**EXERCISE OBJECTIVE:**
With the pictures left out, reproduce exactly the lines from the one containing "Task: indicate one point on every instance of the aircraft tire" through the final line of the entries.

**THE RECORDS:**
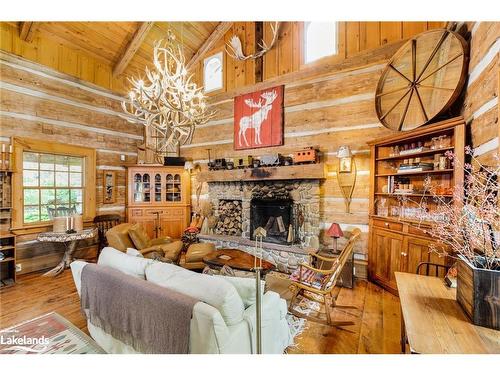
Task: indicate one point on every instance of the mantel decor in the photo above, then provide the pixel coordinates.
(422, 80)
(169, 104)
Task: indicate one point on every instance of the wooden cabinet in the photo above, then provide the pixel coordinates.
(398, 242)
(159, 198)
(387, 253)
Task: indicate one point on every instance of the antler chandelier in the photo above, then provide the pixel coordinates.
(167, 102)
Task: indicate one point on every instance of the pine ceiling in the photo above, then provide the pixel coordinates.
(107, 41)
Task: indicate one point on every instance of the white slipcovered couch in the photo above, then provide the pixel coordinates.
(223, 320)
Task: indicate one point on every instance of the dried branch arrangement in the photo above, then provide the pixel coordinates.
(235, 49)
(167, 101)
(471, 228)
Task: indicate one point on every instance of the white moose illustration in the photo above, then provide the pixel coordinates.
(255, 120)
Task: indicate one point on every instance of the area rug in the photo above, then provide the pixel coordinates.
(46, 334)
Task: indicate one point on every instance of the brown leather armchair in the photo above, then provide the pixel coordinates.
(134, 236)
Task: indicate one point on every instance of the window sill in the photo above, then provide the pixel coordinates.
(39, 228)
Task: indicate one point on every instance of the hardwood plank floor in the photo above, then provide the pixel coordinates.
(376, 328)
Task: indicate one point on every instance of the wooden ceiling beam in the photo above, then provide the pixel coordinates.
(27, 30)
(132, 47)
(213, 38)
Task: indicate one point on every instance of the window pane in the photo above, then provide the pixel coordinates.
(30, 178)
(47, 162)
(62, 179)
(79, 208)
(31, 196)
(62, 163)
(47, 178)
(31, 214)
(75, 179)
(46, 213)
(48, 196)
(76, 195)
(320, 40)
(62, 196)
(30, 160)
(76, 164)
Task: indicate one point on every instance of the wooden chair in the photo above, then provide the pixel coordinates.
(103, 224)
(429, 266)
(317, 280)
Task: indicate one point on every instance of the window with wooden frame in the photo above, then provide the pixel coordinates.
(320, 40)
(50, 180)
(213, 72)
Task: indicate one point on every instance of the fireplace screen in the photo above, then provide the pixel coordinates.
(276, 217)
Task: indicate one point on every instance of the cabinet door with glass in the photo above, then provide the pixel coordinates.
(173, 188)
(141, 187)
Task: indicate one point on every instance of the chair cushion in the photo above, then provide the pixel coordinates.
(172, 250)
(197, 251)
(118, 237)
(131, 265)
(213, 291)
(308, 277)
(139, 236)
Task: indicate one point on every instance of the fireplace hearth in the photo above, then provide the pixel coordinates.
(276, 204)
(276, 217)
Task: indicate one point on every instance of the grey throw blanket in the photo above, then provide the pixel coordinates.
(146, 316)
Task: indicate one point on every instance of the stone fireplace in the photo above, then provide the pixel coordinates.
(287, 209)
(276, 217)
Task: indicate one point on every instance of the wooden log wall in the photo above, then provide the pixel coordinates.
(324, 111)
(481, 107)
(38, 102)
(285, 58)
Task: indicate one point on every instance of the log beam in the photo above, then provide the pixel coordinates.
(218, 33)
(132, 47)
(27, 30)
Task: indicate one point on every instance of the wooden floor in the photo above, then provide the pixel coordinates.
(376, 329)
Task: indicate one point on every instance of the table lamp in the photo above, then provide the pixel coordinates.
(335, 232)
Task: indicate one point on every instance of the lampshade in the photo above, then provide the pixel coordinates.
(344, 152)
(335, 231)
(188, 165)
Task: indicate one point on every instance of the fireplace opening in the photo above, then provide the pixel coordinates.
(275, 216)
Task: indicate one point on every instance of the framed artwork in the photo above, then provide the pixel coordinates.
(109, 186)
(258, 119)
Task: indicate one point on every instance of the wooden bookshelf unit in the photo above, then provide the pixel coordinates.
(402, 165)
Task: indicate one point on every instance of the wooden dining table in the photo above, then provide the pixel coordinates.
(432, 321)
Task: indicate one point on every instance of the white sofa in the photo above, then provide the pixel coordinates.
(223, 320)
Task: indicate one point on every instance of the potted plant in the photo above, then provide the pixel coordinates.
(471, 231)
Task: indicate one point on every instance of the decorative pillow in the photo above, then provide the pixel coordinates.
(139, 236)
(245, 287)
(131, 265)
(214, 291)
(134, 252)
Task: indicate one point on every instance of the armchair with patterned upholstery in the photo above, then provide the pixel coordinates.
(124, 236)
(316, 281)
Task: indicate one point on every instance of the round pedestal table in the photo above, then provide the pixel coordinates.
(70, 240)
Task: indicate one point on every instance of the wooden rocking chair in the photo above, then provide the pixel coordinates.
(315, 281)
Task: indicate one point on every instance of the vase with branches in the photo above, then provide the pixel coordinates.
(469, 223)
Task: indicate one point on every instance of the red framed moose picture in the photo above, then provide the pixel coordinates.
(258, 119)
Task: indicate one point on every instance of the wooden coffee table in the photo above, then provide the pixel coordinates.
(236, 259)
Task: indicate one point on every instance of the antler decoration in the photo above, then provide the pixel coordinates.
(167, 102)
(235, 50)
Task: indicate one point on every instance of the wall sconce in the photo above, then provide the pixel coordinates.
(346, 174)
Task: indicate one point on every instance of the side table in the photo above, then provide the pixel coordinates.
(70, 240)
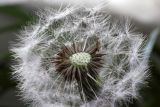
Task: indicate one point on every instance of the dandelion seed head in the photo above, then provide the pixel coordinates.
(79, 57)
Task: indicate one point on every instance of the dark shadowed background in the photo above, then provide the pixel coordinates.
(13, 18)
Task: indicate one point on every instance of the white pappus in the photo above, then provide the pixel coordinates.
(79, 57)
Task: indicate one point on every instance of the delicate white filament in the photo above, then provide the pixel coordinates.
(80, 59)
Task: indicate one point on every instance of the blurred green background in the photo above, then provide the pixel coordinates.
(13, 18)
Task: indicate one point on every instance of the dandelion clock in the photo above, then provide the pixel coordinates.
(79, 57)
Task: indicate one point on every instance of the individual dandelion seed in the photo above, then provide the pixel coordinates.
(78, 57)
(81, 62)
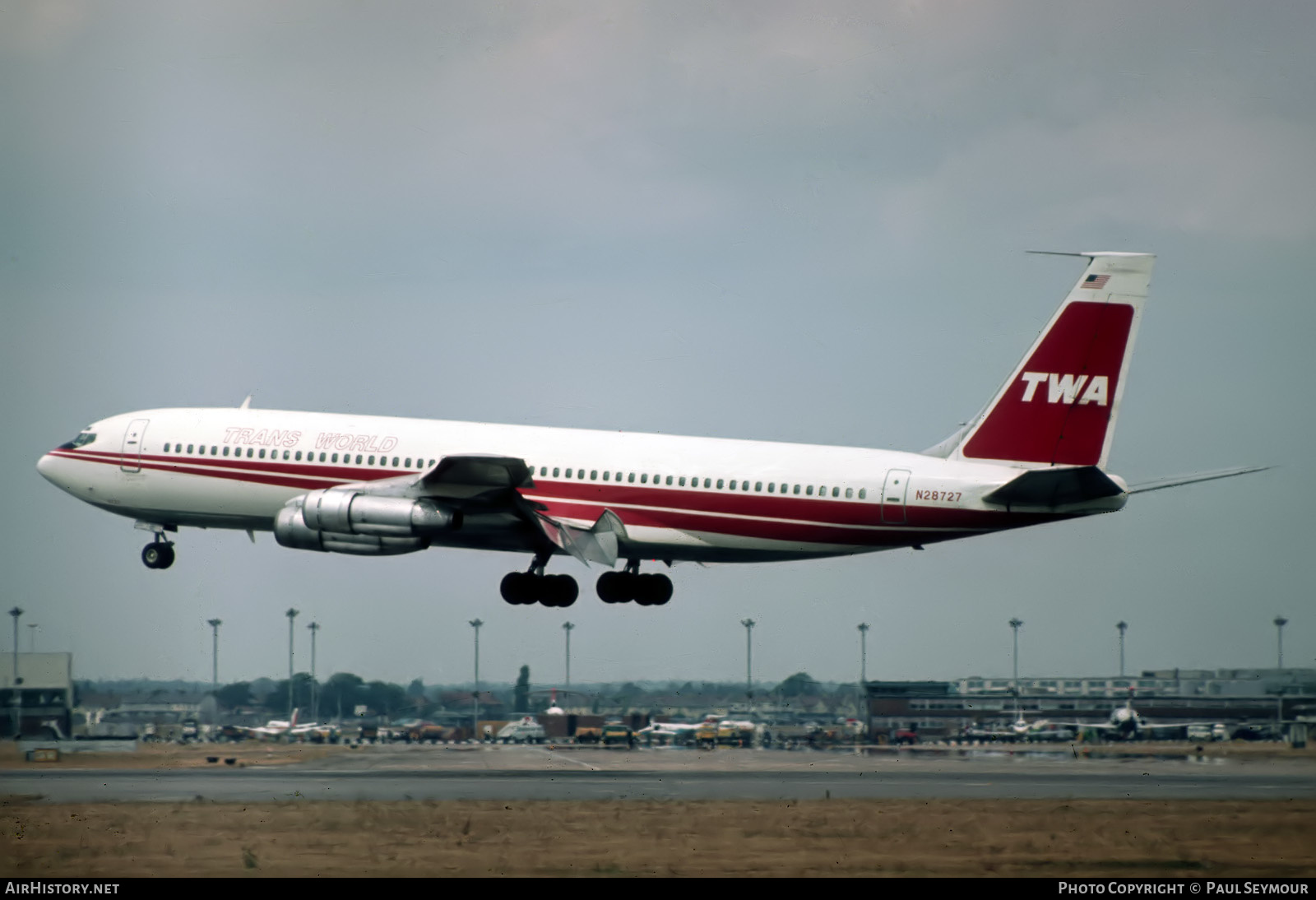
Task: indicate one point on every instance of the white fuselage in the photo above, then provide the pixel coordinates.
(679, 498)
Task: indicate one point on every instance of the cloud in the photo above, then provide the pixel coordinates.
(1201, 170)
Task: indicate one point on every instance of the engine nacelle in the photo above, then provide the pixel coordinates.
(290, 531)
(353, 512)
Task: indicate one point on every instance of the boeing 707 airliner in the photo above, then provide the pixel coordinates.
(378, 485)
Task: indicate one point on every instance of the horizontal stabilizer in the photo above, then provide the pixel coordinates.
(1193, 479)
(1056, 487)
(598, 544)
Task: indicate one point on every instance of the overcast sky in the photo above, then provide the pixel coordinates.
(796, 221)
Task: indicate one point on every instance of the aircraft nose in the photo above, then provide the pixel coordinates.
(49, 469)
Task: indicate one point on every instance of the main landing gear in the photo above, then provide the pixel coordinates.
(629, 584)
(160, 554)
(533, 586)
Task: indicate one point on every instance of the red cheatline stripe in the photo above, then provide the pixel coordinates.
(818, 522)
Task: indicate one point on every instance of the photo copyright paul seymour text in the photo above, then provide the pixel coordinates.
(1210, 888)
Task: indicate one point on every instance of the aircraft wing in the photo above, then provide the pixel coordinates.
(487, 483)
(462, 480)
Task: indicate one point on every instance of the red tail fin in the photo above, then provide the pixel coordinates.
(1059, 404)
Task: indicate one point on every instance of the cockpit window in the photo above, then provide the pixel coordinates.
(82, 440)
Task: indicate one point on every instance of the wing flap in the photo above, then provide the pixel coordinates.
(598, 544)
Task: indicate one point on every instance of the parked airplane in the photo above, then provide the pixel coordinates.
(1022, 729)
(1128, 724)
(373, 485)
(278, 728)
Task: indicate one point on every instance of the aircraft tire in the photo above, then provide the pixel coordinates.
(559, 591)
(662, 590)
(609, 586)
(158, 555)
(517, 588)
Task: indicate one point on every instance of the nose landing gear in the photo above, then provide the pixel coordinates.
(158, 554)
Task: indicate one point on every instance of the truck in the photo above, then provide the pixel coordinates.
(526, 731)
(616, 733)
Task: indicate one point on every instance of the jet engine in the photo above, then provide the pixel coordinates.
(352, 522)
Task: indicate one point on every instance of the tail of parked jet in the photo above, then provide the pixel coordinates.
(1059, 407)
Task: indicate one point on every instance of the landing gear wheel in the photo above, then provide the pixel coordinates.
(561, 591)
(517, 588)
(158, 555)
(611, 587)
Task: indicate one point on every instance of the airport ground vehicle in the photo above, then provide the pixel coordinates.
(589, 735)
(524, 731)
(732, 733)
(616, 733)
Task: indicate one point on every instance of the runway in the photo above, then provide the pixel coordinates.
(498, 772)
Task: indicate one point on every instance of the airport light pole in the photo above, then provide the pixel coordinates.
(749, 656)
(1123, 627)
(568, 627)
(864, 663)
(315, 686)
(475, 724)
(291, 615)
(215, 653)
(17, 698)
(1015, 624)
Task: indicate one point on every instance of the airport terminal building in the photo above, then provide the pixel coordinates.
(1257, 699)
(36, 694)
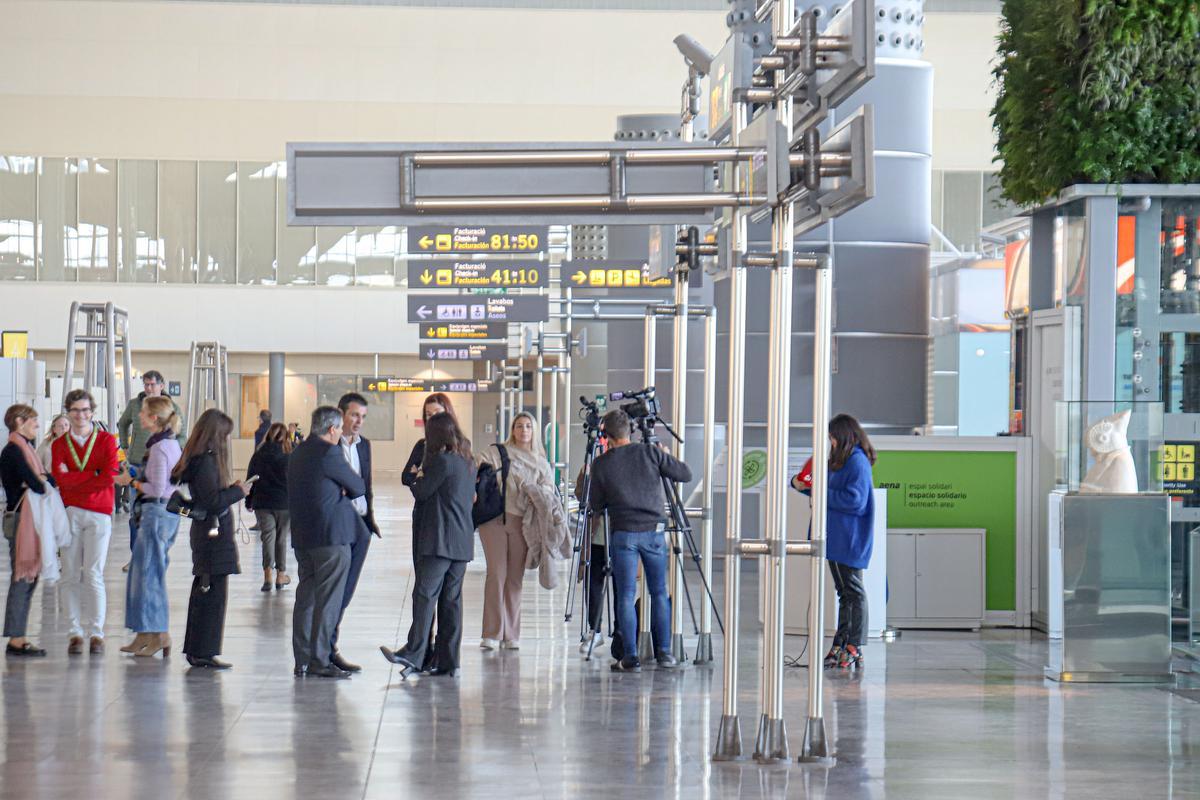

**ANSWER BOX:**
Task: indicate one point on every instance of the aircraft tire in the photo above, then provide the pixel coordinates.
(559, 591)
(662, 590)
(609, 586)
(158, 555)
(517, 588)
Task: indicate one point on every instance of the nose landing gear in the photo above, then provide the pixel coordinates.
(158, 554)
Task: indicate one point on every instance of the truck in the photo above, then provide the pixel coordinates.
(526, 731)
(616, 733)
Task: indicate one point on every instance of the jet engine in the photo above, then provide the pixel coordinates.
(352, 522)
Task: indicate one point on every instance of the tail of parked jet in the photo above, then provide the pixel coordinates.
(1059, 407)
Task: indicate one point on every instance of the landing gear wheel in the photo above, then provide the pixel coordinates.
(561, 591)
(517, 588)
(158, 555)
(611, 587)
Task: indicate one point on every instance of the airport ground vehicle in the photo above, then provide the pixel coordinates.
(589, 735)
(524, 731)
(732, 733)
(616, 733)
Task: indicate one point on every instance of the runway in the photo above, then provide the pixel coordinates.
(498, 772)
Task: indicate one point on every instance of the airport light pole in the photo above, then provide the pixel coordinates.
(749, 656)
(1123, 627)
(568, 627)
(864, 663)
(315, 686)
(475, 724)
(291, 615)
(215, 653)
(17, 698)
(1015, 624)
Task: indicate one point on every instance of the airport terminal building in the photo above, then provide the pixel coordinates.
(1257, 699)
(36, 694)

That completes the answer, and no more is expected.